___ Selection

La Barbera v. State

Decision Date13 March 1953
Citation63 So.2d 654
PartiesLA BARBERA v. STATE.
CourtFlorida Supreme Court

Mario N. Herce, Tampa, for appellant.

Richard W. Ervin, Atty. Gen., and Leonard Pepper, Asst. Atty. Gen., for appellee.

THOMAS, Justice.

The appellant appealed from the judgment of guilt, and the sentence imposed upon him, following his plea of guilty to an information charging him and another person with possession of burglary tools and with breaking and entering while entertaining the intent to commit grand larceny.

In reality the first attack is directed at the order of the court denying the motion to set aside the plea of guilty on the grounds that the appellant would be prejudiced by his criminal record; that he was handicapped by being jointly charged with a known criminal; and that his then attorney was so able that appellant assumed he would, by following the attorney's advice, receive a lighter sentence.

We do not find in these reasons any indication that the appellant was the victim of apprehension, surprise, hope, persuasion, fear, ignorance or any other element or circumstance that would have justified the judge in setting aside the plea.

______
___ Material supplied

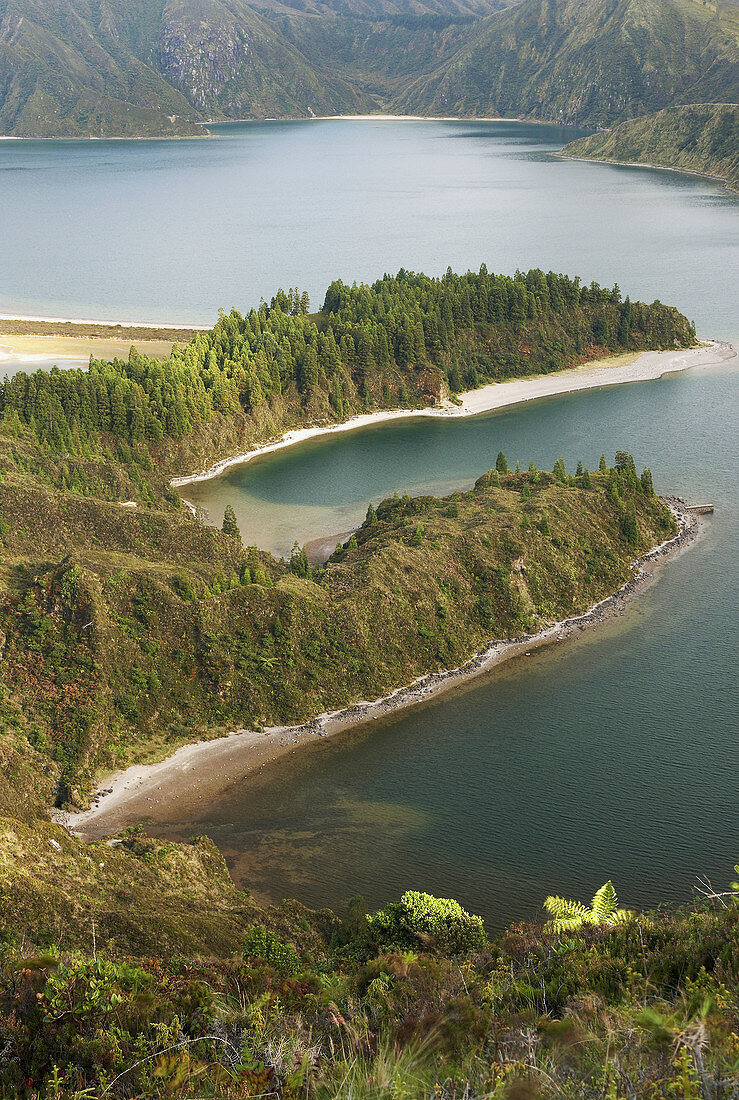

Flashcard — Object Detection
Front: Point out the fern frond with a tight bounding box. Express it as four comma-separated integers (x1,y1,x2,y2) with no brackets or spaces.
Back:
544,894,587,919
604,909,637,924
544,895,589,933
593,879,618,924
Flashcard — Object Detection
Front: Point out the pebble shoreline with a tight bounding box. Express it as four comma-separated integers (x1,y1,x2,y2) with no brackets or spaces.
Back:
60,497,701,839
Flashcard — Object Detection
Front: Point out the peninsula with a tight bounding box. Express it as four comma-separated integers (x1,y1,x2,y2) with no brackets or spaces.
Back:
0,268,739,1100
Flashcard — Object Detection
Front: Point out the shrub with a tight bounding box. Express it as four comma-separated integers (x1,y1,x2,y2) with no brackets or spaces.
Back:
244,925,301,976
370,890,487,955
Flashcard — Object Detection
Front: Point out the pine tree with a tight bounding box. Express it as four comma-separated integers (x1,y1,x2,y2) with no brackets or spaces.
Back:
221,504,241,542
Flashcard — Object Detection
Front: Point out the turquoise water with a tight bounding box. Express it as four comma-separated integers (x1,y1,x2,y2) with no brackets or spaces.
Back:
157,364,739,925
0,121,739,924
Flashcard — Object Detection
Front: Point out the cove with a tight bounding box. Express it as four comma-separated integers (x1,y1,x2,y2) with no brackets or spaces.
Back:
153,361,739,926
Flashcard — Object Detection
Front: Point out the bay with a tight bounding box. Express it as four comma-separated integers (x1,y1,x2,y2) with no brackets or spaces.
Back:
0,120,739,925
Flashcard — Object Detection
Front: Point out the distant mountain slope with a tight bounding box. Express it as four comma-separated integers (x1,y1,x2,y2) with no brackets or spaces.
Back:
394,0,739,127
562,103,739,190
0,0,375,136
251,0,512,100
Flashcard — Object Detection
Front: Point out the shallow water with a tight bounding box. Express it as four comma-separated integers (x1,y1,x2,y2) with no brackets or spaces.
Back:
0,121,739,924
157,362,739,925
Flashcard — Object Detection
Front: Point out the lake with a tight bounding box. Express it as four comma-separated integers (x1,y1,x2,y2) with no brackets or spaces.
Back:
0,121,739,925
0,120,738,338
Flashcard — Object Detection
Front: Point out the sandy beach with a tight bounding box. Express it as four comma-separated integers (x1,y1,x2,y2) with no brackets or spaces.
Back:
59,498,699,840
552,152,739,195
172,341,737,488
0,332,177,371
55,342,737,839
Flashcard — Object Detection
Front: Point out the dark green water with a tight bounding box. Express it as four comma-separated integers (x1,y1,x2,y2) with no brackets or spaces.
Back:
161,365,739,924
0,121,739,924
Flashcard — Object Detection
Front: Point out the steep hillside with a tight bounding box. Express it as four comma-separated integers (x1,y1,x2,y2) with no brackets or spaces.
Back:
253,0,510,97
0,708,739,1100
394,0,739,127
0,0,374,136
0,270,694,801
562,103,739,190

______

--- Required work ---
(a) In the La Barbera v. State opinion, reproduce the passage from "CourtFlorida Supreme Court" up to and including "a lighter sentence.", switching "appellant" to "defendant".
(b) According to the La Barbera v. State opinion, what two offenses did the information charge?

--- Solved tasks ---
(a)
CourtFlorida Supreme Court

Mario N. Herce, Tampa, for defendant.

Richard W. Ervin, Atty. Gen., and Leonard Pepper, Asst. Atty. Gen., for appellee.

THOMAS, Justice.

The defendant appealed from the judgment of guilt, and the sentence imposed upon him, following his plea of guilty to an information charging him and another person with possession of burglary tools and with breaking and entering while entertaining the intent to commit grand larceny.

In reality the first attack is directed at the order of the court denying the motion to set aside the plea of guilty on the grounds that the defendant would be prejudiced by his criminal record; that he was handicapped by being jointly charged with a known criminal; and that his then attorney was so able that defendant assumed he would, by following the attorney's advice, receive a lighter sentence.

(b) Possession of burglary tools, and breaking and entering with the intent to commit grand larceny.